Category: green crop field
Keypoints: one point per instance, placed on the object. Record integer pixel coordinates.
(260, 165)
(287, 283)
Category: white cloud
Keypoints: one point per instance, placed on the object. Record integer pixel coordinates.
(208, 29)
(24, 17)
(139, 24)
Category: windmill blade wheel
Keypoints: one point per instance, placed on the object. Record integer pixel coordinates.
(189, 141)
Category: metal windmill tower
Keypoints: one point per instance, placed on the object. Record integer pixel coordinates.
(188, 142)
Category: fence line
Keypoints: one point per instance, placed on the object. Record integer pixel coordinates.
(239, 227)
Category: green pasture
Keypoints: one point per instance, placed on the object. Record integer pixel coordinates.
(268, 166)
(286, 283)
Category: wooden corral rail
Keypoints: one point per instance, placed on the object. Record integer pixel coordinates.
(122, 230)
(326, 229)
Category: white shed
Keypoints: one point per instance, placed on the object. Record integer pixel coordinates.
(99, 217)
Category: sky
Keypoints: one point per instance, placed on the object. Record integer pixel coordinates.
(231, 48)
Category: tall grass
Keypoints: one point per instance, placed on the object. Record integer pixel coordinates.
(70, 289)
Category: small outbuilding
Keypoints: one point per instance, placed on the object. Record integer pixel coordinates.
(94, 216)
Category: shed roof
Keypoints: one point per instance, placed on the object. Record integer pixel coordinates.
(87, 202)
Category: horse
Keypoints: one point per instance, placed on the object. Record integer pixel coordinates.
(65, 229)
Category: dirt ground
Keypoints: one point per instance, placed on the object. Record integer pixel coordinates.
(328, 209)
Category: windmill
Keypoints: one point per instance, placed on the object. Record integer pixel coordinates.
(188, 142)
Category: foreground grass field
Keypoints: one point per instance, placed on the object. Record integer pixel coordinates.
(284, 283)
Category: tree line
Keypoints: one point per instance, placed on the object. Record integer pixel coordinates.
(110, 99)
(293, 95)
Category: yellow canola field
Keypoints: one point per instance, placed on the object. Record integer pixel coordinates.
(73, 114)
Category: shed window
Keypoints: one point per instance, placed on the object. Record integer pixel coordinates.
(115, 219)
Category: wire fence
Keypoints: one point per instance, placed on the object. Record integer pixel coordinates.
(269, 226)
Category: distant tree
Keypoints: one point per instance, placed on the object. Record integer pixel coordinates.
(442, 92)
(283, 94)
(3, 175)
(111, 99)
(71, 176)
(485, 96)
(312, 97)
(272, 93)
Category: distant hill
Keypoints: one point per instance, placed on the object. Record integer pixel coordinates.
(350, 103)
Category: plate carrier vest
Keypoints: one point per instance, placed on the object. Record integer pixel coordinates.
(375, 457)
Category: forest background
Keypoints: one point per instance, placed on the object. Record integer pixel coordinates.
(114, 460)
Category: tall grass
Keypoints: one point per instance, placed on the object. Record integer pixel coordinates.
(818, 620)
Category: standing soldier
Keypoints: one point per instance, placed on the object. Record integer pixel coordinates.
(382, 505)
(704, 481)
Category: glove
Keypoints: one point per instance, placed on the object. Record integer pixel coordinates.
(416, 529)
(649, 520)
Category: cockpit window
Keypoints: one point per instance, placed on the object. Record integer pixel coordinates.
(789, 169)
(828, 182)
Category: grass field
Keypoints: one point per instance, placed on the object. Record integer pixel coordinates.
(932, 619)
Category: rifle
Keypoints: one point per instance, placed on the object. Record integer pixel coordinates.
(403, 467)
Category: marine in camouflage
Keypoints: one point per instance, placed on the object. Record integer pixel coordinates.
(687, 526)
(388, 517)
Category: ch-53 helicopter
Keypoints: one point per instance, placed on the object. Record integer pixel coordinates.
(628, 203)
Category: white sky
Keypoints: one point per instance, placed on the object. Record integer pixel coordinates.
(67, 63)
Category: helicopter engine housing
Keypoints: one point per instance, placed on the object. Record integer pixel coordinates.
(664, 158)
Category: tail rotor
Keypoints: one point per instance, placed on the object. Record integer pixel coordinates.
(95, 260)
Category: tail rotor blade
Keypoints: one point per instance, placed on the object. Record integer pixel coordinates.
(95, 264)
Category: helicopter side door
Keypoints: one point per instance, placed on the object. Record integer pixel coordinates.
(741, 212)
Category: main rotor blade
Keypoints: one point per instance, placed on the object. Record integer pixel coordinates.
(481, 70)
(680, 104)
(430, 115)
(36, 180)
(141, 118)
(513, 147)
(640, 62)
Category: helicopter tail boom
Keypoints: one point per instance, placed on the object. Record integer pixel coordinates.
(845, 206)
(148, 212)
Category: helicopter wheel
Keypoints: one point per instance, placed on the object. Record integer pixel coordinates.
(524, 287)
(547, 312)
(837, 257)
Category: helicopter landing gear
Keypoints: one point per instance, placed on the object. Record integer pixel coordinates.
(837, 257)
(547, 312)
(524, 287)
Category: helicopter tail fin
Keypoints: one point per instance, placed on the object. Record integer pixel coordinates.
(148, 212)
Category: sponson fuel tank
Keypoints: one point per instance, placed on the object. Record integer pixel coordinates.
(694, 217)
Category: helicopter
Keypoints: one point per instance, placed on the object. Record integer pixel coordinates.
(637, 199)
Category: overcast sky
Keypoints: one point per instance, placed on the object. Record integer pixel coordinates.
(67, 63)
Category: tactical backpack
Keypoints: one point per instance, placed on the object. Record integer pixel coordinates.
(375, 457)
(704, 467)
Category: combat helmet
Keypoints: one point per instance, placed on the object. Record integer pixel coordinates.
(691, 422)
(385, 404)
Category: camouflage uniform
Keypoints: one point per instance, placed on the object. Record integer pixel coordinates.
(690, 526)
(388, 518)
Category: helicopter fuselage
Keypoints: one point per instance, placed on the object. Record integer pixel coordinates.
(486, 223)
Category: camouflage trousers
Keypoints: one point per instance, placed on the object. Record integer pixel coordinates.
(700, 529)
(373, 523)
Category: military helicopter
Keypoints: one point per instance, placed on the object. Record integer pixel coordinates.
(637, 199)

· · · · ·

• **Task requirements**
The entire listing has to be written out again exactly.

• **Your response**
Category: green crop field
Keypoints: one point per instance, placed on the object. Record integer pixel coordinates.
(260, 165)
(287, 283)
Category: white cloud
Keypoints: one point per instance, placed on the object. Record integer pixel coordinates.
(208, 29)
(24, 17)
(139, 24)
Category: windmill blade wheel
Keypoints: one point per instance, placed on the object. Record integer pixel coordinates.
(189, 141)
Category: metal windmill tower
Keypoints: one point per instance, placed on the object. Record integer pixel coordinates.
(188, 142)
Category: fence line
Keypoints: one point per instance, placed on the object. Record integer pixel coordinates.
(239, 227)
Category: green pasture
Keypoints: one point per instance, placed on the object. Record integer pixel coordinates.
(268, 166)
(286, 283)
Category: wooden corral rail
Keypoints: one point per instance, placed on the object. Record integer pixel coordinates.
(122, 230)
(326, 229)
Category: white shed
Keypoints: one point per instance, placed on the object. Record integer pixel coordinates.
(99, 217)
Category: sky
Keypoints: one point per instance, placed on the object. Record integer pixel coordinates.
(231, 48)
Category: tall grass
Keypoints: one point per instance, placed on the object. Record integer pixel coordinates.
(70, 289)
Category: small outbuilding
Keypoints: one point per instance, placed on the object. Record integer pixel coordinates.
(94, 216)
Category: shed roof
Keypoints: one point per instance, placed on the object. Record integer pixel coordinates.
(87, 202)
Category: horse
Keypoints: one point per instance, placed on the object. Record integer pixel coordinates.
(65, 229)
Category: dirt ground
Keypoints: one point per instance, placed on the object. Record integer pixel coordinates.
(328, 209)
Category: windmill
Keypoints: one point per instance, placed on the object. Record integer pixel coordinates.
(188, 142)
Category: foreground grass field
Keypoints: one point per instance, placed on the object. Record integer pixel coordinates.
(284, 283)
Category: tree line
Keypoints: one point per instance, placed on the object. Record integer pixel coordinates.
(110, 99)
(293, 95)
Category: yellow canola field
Keypoints: one point per instance, placed on the object. Record integer pixel coordinates.
(73, 114)
Category: shed window
Keypoints: one point per instance, placed on the object. Record integer pixel coordinates.
(115, 219)
Category: wire fence
Keypoints: one point per instance, placed on the object. Record integer pixel coordinates.
(269, 226)
Category: distant tree
Keypoints: one point per instance, placed on the object. Record integer pixel coordinates.
(442, 92)
(283, 94)
(3, 175)
(111, 99)
(71, 176)
(485, 96)
(312, 97)
(272, 93)
Category: distant hill
Keypoints: one point per instance, placed on the object. Record integer pixel coordinates.
(350, 103)
Category: plate carrier vest
Keypoints: one point per instance, placed on the object. Record integer pixel coordinates.
(375, 457)
Category: forest background
Keypoints: one point per instance, placed on the object. Record integer pixel coordinates.
(114, 460)
Category: tall grass
Keypoints: one point per instance, placed on the object. Record integer pixel coordinates.
(818, 620)
Category: standing soldier
Keypoints: one point per instance, placed on the object. Record integer pixel coordinates.
(382, 505)
(704, 481)
Category: glove
Keypoints: one point per instance, placed on the object. Record integer pixel coordinates.
(416, 529)
(649, 520)
Category: cockpit window
Keypoints: one point per instance, placed on the object. Record integer pixel coordinates.
(789, 169)
(828, 182)
Category: grass field
Keypoints: one point per instance, placed on the object. Record integer pixel coordinates.
(932, 619)
Category: rifle
Keypoints: one point per instance, placed on the object. Record integer pixel coordinates.
(403, 467)
Category: marine in camouflage
Keypoints: one point per instance, placed on the object. Record integer pixel coordinates.
(687, 526)
(388, 517)
Category: ch-53 helicopter
Keypoints: one point per instance, placed on the object. Record integer pixel coordinates.
(628, 203)
Category: white sky
Keypoints: one point per instance, placed on the object. Record integer pixel coordinates.
(67, 63)
Category: helicopter engine housing
Keypoints: one point per instance, placed on the object. Record integer pixel coordinates.
(664, 158)
Category: tail rotor
Keypoints: one point per instance, placed on the object. Record integer pixel coordinates.
(95, 260)
Category: tail rotor blade
Keypoints: one point per instance, placed on the object. Record integer pixel coordinates.
(95, 264)
Category: helicopter side door
Keypoints: one point per instance, placed on the object. Record integer pixel coordinates.
(741, 212)
Category: main rotor blade
Keypoints: one point per instance, placed on the object. Record integer pixel coordinates.
(481, 70)
(680, 104)
(430, 115)
(36, 180)
(141, 118)
(513, 147)
(640, 62)
Category: helicopter tail boom
Keypoints: one point per instance, placed on the object. Record integer pixel coordinates.
(845, 206)
(148, 212)
Category: helicopter wheel
Keypoints: one point per instance, placed on the object. Record integer pixel coordinates.
(524, 287)
(547, 312)
(837, 257)
Category: helicopter landing gear
Keypoints: one point per instance, placed on the object. Record integer pixel coordinates.
(837, 257)
(547, 312)
(524, 287)
Category: helicopter tail fin
Keypoints: one point per instance, placed on the object. Record integer pixel coordinates.
(148, 212)
Category: sponson fuel tank
Keypoints: one point per instance, placed on the object. Record integer pixel coordinates.
(694, 217)
Category: helicopter
Keypoints: one point per instance, placed on the object. Record integer pixel coordinates.
(637, 199)
Category: overcast sky
Keypoints: one point per instance, placed on the object. Record integer pixel coordinates.
(67, 63)
Category: tactical backpack
Keypoints: one point per instance, placed on the object. Record integer pixel coordinates.
(375, 457)
(704, 467)
Category: combat helmet
Keypoints: one point per instance, placed on the object. Record integer pixel coordinates.
(691, 422)
(385, 404)
Category: camouflage uniform
Keypoints: one point per instance, placed on the object. Record integer pixel coordinates.
(690, 526)
(388, 518)
Category: helicopter fuselage
Keypoints: one point per instance, placed on the object. Record integer pixel coordinates.
(486, 223)
Category: camouflage trousers
Keypoints: one point per instance, placed on the object. Record integer pixel coordinates.
(700, 529)
(373, 523)
Category: military helicopter
Keypoints: one point per instance, placed on the object. Record integer pixel coordinates.
(637, 199)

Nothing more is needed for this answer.